═════ Records for processing

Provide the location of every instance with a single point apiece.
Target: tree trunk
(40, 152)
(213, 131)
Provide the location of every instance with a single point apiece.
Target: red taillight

══════════

■ What is being asked:
What is needed here is the full listing, restated word for word.

■ Response area:
Provide the location of every instance with a single point apiece.
Target: tree trunk
(40, 152)
(213, 131)
Provide the location of every instance with a single point apiece.
Target: red taillight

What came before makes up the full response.